OK, that means when I encounter them I can change them.

Somewhere on my todo list is way better Junit reports, including logs 
from multiple machines and stack traces in machine readable 
form...getting the exceptions out raw is one of the requirements for 
this to work

http://wiki.apache.org/ant/Proposals/EnhancedTestReports

-steve

Re: Design Q: logging/nesting of exceptions

Posted by Owen O'Malley <oo...@yahoo-inc.com>.

On May 8, 2008, at 10:21 AM, Doug Cutting wrote:

> I'd go with something closer to an accidental policy.  My suspicion  
> is that logging framework didn't print nested exceptions well.   
> Owen is the father of stringifyException and may have more insight.

Yeah, it was my fault. The log4j was misconfigured, so we didn't get  
the exception traces out of the messages. I didn't realize it was a  
misconfiguration until much later and it had become standard practice  
within Hadoop. *sigh* I've fixed a couple of them, but there are a  
lot more.

-- Owen

Re: Design Q: logging/nesting of exceptions

Posted by Doug Cutting <cu...@apache.org>.

Steve Loughran wrote:
> Is this 
> all a deliberate decision, or just a accidental  policy that can be 
> changed if someone is prepared to go through the code and make the changes?

I'd go with something closer to an accidental policy.  My suspicion is 
that logging framework didn't print nested exceptions well.  Owen is the 
father of stringifyException and may have more insight.

Doug

· · · · · · ·

**REQUEST 1**
Print the rows from their very first line down through the line containing "negative clicks: (192, 98) (186, 109)", word for word.

**Rows from a data source**
· · · · · · ·

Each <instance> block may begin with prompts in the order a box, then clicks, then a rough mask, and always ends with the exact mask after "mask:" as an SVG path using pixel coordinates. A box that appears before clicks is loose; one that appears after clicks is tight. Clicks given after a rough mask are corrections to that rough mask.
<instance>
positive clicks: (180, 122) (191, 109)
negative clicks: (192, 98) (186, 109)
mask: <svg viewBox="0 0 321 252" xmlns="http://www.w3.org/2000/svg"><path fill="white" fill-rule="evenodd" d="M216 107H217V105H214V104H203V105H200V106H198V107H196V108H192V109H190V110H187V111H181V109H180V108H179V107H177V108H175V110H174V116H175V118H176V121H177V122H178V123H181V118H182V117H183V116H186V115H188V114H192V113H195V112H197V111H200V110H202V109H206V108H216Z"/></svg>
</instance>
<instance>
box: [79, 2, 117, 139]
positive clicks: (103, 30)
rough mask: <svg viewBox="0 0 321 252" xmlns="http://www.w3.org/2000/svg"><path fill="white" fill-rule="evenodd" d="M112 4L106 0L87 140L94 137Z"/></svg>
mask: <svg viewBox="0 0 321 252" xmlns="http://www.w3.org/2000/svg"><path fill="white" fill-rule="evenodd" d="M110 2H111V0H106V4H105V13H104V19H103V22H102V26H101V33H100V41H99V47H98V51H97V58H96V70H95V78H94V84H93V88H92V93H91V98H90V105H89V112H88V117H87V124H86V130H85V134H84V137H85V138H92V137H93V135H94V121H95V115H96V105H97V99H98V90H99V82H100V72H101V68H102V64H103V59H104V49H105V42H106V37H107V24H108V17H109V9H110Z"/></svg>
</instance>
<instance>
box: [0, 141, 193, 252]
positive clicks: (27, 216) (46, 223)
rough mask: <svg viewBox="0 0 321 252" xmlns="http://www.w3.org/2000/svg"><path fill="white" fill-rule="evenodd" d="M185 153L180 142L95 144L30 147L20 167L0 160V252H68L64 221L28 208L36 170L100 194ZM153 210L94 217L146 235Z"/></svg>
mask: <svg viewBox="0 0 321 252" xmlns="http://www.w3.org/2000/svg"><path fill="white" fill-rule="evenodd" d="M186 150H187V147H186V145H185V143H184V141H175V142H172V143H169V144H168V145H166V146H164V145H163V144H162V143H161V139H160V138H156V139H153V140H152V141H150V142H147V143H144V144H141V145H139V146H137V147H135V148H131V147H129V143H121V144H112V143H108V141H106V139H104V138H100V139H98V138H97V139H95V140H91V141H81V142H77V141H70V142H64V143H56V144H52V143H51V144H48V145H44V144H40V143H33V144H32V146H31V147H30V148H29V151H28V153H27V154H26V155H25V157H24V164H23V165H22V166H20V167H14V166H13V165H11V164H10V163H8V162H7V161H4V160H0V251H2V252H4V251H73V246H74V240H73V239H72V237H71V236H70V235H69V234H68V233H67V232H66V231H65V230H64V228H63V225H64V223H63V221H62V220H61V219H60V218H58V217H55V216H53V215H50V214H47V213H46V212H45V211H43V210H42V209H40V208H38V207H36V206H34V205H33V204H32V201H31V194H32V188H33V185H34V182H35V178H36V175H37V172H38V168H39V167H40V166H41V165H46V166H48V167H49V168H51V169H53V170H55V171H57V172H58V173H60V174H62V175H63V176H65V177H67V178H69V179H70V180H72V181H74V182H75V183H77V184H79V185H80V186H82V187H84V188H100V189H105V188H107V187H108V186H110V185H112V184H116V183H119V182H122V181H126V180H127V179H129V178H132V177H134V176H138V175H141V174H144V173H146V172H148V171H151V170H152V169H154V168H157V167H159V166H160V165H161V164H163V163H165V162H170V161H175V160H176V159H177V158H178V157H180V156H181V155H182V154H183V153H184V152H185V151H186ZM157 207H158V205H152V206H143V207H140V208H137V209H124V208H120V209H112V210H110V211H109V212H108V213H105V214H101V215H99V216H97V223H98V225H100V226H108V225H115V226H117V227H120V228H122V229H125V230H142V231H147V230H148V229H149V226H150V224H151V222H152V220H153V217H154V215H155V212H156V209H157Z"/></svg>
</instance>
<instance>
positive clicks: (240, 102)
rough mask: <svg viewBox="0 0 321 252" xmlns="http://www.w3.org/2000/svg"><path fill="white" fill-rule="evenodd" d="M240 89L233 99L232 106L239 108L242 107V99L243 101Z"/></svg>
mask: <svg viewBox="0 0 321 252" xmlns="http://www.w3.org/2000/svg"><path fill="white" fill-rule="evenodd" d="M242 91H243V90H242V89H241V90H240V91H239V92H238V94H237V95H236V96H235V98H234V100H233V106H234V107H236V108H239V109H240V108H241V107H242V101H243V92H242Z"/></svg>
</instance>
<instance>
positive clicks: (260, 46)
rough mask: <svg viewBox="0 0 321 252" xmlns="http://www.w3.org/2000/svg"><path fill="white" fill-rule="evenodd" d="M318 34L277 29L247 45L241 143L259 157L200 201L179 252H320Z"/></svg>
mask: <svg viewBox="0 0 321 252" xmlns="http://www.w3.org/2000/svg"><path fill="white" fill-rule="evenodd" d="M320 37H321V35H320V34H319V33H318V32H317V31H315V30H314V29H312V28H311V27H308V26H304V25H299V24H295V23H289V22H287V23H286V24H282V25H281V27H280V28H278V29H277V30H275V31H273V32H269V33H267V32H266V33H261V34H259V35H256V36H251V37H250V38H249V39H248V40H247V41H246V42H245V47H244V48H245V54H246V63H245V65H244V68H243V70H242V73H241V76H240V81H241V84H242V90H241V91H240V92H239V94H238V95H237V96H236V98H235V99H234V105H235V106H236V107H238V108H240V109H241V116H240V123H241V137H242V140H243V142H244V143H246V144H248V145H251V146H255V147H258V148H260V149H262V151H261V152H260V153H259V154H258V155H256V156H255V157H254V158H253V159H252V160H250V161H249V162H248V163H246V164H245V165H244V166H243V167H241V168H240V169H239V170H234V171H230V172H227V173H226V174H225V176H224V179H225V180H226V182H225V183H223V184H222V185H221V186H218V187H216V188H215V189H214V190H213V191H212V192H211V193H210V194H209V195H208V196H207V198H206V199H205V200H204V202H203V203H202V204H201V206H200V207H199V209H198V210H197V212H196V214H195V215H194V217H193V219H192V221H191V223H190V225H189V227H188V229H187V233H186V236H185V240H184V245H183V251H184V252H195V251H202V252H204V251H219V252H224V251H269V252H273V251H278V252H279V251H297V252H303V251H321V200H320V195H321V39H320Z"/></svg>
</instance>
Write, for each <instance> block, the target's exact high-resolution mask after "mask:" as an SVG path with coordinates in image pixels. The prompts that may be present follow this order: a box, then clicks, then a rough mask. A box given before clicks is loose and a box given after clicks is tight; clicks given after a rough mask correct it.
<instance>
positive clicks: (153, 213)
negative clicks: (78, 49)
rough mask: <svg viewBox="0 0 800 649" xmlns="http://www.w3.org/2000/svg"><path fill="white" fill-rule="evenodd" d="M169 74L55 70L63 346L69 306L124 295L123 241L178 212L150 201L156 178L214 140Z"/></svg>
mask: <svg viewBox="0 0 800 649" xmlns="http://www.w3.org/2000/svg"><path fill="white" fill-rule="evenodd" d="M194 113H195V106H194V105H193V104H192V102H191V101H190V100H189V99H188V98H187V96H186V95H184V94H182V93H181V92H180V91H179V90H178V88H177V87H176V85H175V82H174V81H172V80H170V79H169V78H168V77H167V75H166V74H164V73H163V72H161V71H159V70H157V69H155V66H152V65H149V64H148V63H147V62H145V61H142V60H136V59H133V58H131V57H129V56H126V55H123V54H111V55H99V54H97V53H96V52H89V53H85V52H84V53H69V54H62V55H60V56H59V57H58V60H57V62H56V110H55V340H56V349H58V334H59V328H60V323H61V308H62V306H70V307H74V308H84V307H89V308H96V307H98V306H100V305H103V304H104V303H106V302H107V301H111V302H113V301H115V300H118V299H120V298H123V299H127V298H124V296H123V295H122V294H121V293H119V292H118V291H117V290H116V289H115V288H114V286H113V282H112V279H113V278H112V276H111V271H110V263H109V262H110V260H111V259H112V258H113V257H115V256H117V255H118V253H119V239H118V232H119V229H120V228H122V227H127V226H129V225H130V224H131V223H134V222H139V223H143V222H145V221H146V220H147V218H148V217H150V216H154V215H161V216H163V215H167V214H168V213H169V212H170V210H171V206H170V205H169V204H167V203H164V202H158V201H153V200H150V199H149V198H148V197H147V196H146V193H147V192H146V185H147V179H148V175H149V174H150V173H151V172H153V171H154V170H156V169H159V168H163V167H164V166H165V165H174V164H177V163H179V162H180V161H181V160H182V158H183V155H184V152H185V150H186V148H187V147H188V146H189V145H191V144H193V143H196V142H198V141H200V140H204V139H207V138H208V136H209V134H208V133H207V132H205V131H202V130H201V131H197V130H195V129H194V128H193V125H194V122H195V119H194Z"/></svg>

· · · · · · ·

**REQUEST 2**
From the thread on logging nested exceptions, output everything from "http://wiki.apache.org/ant/Proposals/EnhancedTestReports" down to "is that logging framework didn't print nested exceptions well.", copied word for word.

**EXPECTED ANSWER 1**
Each <instance> block may begin with prompts in the order a box, then clicks, then a rough mask, and always ends with the exact mask after "mask:" as an SVG path using pixel coordinates. A box that appears before clicks is loose; one that appears after clicks is tight. Clicks given after a rough mask are corrections to that rough mask.
<instance>
positive clicks: (180, 122) (191, 109)
negative clicks: (192, 98) (186, 109)

**EXPECTED ANSWER 2**
http://wiki.apache.org/ant/Proposals/EnhancedTestReports

-steve

Re: Design Q: logging/nesting of exceptions

Posted by Owen O'Malley <oo...@yahoo-inc.com>.

On May 8, 2008, at 10:21 AM, Doug Cutting wrote:

> I'd go with something closer to an accidental policy.  My suspicion  
> is that logging framework didn't print nested exceptions well.